>> begin DATA SECTION

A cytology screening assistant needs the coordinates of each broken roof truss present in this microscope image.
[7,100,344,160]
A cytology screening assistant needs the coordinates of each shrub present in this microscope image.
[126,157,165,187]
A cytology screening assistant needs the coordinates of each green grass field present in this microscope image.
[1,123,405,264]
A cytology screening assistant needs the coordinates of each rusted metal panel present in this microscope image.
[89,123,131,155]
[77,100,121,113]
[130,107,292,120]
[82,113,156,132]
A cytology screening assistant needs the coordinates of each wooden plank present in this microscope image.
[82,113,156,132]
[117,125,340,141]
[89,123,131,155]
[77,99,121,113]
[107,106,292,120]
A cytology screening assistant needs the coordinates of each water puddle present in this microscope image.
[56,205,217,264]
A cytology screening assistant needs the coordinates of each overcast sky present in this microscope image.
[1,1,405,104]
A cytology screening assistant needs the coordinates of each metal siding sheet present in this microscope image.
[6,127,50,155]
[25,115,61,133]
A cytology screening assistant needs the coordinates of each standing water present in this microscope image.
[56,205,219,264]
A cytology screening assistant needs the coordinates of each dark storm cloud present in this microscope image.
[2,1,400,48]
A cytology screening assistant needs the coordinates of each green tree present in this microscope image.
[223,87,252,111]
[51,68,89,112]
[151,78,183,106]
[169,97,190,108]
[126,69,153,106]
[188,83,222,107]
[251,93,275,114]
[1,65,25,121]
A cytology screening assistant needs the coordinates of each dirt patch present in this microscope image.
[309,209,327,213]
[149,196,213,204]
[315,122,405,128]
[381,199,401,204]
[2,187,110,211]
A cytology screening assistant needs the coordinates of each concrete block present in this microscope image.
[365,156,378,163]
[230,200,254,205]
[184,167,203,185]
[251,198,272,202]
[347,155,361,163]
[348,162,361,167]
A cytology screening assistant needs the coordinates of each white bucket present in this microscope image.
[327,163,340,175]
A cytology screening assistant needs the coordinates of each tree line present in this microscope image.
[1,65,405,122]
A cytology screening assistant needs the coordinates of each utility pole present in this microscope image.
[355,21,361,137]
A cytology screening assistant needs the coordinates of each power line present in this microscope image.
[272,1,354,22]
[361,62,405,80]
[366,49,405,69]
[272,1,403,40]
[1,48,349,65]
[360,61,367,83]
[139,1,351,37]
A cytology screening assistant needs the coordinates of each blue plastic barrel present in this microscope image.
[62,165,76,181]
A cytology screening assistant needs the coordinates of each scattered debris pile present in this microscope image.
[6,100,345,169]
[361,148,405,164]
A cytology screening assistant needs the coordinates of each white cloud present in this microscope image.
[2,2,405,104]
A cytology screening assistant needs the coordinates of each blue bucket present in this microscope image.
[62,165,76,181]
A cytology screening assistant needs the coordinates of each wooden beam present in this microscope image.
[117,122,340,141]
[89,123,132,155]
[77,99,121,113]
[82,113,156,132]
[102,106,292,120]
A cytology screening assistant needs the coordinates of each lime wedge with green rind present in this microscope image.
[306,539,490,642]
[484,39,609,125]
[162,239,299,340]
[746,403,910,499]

>> end DATA SECTION

Count the lines in the records above that contain the word "bucket", matching case exactly, and give only the number.

* **THE OUTPUT**
2